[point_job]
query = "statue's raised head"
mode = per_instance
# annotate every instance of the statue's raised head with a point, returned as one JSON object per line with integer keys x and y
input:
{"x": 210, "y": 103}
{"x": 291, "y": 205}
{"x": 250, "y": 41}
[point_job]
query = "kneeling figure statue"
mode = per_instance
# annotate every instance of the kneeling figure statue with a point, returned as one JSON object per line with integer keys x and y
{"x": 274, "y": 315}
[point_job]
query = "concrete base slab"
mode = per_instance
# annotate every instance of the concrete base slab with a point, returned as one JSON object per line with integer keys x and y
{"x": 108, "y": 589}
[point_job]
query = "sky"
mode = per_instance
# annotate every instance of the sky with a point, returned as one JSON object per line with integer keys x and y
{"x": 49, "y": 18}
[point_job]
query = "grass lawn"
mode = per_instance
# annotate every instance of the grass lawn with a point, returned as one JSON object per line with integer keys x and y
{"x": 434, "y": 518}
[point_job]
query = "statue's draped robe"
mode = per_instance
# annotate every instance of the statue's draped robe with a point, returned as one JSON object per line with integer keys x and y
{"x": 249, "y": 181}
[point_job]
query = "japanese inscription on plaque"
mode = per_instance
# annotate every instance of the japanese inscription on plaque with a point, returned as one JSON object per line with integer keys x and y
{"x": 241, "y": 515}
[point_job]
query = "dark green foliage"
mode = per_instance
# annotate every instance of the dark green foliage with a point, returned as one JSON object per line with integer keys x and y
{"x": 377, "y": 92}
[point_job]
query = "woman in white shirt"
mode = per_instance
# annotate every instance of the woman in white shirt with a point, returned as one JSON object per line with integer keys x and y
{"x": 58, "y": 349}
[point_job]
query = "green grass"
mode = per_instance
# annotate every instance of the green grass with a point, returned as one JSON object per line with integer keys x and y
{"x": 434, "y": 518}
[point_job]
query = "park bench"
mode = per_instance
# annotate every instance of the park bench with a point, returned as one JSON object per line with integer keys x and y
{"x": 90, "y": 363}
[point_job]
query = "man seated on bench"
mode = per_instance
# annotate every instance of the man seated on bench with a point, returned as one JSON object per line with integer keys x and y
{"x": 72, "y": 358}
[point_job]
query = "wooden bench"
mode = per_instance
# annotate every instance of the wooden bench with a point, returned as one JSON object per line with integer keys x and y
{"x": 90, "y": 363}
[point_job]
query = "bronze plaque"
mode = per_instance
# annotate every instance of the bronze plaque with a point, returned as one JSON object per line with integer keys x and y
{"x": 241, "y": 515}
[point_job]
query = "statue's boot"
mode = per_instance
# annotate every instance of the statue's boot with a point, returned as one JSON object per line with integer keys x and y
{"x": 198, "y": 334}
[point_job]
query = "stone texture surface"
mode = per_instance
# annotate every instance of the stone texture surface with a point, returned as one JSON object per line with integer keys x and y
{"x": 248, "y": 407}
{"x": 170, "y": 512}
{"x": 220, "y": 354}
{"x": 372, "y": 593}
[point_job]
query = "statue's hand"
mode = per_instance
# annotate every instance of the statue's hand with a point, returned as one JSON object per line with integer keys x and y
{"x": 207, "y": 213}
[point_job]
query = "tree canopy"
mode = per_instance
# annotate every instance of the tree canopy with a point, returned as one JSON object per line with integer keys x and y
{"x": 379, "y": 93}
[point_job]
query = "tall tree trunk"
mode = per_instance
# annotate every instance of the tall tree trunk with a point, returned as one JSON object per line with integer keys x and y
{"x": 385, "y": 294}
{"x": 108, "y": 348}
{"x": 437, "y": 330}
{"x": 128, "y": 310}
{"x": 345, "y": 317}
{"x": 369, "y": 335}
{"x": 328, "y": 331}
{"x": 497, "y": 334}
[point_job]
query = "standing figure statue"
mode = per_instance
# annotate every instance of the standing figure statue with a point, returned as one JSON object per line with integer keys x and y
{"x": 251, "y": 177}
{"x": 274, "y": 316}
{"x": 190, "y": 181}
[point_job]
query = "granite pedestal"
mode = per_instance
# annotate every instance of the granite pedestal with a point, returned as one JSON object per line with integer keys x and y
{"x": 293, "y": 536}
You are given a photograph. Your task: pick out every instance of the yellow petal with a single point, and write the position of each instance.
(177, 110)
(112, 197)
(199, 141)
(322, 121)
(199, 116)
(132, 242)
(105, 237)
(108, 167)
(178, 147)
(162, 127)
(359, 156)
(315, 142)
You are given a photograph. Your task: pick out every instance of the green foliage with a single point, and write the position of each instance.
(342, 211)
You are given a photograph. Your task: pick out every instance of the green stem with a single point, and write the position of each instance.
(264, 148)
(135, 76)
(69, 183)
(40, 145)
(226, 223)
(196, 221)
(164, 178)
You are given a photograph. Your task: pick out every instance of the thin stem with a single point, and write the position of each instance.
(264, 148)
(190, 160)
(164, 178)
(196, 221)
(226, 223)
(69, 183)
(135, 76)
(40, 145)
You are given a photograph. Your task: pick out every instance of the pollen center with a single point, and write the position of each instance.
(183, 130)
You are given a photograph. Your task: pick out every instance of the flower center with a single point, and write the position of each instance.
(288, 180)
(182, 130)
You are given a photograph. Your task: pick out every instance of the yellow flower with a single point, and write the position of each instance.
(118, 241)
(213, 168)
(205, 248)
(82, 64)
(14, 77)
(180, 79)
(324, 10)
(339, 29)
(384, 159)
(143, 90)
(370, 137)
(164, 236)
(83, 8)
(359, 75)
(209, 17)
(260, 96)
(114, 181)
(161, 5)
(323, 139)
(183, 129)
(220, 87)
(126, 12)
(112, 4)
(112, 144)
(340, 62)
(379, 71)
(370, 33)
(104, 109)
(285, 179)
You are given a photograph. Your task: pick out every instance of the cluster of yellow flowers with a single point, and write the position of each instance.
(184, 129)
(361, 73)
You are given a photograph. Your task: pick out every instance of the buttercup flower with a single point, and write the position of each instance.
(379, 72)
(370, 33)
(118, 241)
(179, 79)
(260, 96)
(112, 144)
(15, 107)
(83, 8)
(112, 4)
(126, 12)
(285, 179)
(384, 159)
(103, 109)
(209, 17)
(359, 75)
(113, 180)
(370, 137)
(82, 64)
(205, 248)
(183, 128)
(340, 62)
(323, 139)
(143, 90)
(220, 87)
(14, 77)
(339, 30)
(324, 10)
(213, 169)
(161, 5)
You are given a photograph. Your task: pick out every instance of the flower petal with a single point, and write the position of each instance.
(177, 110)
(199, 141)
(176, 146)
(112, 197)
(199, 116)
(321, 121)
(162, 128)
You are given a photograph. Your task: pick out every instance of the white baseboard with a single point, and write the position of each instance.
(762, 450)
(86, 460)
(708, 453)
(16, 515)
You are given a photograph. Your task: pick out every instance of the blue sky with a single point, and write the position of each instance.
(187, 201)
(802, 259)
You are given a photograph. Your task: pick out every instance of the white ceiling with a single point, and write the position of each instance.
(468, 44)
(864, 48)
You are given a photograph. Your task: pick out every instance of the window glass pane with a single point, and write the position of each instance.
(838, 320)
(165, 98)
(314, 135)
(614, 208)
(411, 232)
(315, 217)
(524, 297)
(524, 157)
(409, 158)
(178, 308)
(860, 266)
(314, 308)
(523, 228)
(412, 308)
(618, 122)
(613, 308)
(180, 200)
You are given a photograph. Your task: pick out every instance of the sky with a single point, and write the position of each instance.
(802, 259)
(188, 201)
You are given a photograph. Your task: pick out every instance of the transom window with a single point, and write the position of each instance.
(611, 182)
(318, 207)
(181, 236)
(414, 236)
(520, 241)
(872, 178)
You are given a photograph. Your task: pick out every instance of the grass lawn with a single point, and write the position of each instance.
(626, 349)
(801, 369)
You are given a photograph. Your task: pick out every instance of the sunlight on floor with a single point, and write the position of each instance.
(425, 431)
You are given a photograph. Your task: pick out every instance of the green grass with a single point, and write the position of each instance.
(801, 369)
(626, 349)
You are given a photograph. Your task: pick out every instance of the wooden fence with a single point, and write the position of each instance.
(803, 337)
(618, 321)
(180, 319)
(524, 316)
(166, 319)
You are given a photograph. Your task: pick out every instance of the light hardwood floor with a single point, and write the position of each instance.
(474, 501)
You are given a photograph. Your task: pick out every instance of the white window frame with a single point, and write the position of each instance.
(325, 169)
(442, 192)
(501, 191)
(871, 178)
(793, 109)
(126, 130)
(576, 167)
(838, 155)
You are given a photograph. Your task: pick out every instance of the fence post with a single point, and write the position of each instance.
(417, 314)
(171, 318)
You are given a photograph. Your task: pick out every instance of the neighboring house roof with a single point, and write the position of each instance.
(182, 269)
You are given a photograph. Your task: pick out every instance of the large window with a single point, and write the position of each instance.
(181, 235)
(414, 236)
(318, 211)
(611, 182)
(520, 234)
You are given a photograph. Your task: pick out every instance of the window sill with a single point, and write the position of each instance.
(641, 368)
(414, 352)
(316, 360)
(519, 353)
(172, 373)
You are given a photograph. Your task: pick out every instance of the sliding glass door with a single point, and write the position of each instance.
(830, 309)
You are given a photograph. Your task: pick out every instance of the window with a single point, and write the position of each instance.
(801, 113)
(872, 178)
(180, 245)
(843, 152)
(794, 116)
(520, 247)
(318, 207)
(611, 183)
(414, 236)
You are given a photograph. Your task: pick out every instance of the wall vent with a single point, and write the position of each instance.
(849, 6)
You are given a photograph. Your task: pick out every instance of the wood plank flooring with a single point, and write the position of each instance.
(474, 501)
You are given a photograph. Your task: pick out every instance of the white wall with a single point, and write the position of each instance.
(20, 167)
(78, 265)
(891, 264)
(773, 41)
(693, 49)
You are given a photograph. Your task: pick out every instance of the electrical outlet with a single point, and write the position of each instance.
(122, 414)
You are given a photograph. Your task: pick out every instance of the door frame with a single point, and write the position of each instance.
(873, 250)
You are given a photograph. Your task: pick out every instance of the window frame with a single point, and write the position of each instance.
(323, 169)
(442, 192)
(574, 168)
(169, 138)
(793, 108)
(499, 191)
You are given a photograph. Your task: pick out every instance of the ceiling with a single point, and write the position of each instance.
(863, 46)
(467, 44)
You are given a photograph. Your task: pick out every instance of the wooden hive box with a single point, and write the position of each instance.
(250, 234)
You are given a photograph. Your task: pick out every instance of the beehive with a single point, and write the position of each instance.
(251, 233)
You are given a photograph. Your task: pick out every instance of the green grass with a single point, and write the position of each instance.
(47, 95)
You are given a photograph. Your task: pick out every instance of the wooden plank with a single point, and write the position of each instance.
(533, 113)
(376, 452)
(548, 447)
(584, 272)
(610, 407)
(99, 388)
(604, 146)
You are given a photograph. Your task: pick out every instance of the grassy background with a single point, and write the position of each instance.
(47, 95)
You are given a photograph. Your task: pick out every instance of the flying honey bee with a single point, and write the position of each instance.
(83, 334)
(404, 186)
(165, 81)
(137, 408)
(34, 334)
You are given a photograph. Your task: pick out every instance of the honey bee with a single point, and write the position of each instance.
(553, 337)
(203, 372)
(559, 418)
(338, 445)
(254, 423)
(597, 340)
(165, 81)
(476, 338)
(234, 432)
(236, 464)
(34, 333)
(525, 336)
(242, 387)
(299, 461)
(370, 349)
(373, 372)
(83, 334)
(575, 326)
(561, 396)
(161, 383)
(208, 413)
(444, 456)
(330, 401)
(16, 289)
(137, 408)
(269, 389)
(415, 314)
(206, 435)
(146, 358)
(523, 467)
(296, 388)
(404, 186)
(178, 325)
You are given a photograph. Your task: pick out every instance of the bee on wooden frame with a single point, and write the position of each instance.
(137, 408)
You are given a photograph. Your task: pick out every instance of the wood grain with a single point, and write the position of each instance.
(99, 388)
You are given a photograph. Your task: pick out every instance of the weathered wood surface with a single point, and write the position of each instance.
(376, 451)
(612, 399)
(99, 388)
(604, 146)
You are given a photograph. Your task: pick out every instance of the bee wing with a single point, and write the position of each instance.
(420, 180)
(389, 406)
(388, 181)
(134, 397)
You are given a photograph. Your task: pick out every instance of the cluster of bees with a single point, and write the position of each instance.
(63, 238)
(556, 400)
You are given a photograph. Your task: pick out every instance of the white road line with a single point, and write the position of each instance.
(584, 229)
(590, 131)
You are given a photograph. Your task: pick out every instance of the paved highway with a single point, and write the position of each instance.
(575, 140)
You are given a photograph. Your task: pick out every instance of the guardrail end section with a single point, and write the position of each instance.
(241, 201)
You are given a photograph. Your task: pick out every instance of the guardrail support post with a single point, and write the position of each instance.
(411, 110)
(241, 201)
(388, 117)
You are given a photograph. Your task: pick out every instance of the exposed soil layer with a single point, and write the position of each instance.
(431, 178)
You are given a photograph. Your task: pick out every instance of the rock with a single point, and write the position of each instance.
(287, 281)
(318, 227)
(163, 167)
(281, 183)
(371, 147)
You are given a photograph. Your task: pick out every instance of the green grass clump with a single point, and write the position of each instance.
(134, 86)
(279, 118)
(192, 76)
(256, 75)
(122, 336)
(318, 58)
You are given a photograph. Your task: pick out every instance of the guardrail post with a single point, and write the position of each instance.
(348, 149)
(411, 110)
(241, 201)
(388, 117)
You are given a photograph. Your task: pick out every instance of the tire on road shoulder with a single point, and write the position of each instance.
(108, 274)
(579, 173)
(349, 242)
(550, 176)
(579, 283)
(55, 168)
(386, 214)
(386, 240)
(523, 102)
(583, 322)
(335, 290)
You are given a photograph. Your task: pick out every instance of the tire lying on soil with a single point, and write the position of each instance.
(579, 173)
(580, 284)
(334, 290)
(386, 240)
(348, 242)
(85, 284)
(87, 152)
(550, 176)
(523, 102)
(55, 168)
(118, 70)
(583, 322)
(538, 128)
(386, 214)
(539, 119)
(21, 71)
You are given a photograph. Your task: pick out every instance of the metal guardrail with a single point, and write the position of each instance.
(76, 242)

■ ■ ■

■ **Work instructions**
Extract the closing run of lines, starting with the one containing "the tire lying" and ending at the last, exactly as written.

■ **Correct answer**
You are given a photograph. Your task: pick out every instance of the tire lying on soil with a single point, and write the position of each instance.
(579, 173)
(580, 284)
(334, 290)
(386, 240)
(348, 242)
(85, 284)
(87, 152)
(550, 176)
(523, 102)
(55, 168)
(118, 70)
(583, 322)
(538, 128)
(386, 214)
(539, 119)
(21, 71)
You are given a photograph. Your task: pick out every instance of the metal guardrail with a single point, and write the position of each instance.
(76, 242)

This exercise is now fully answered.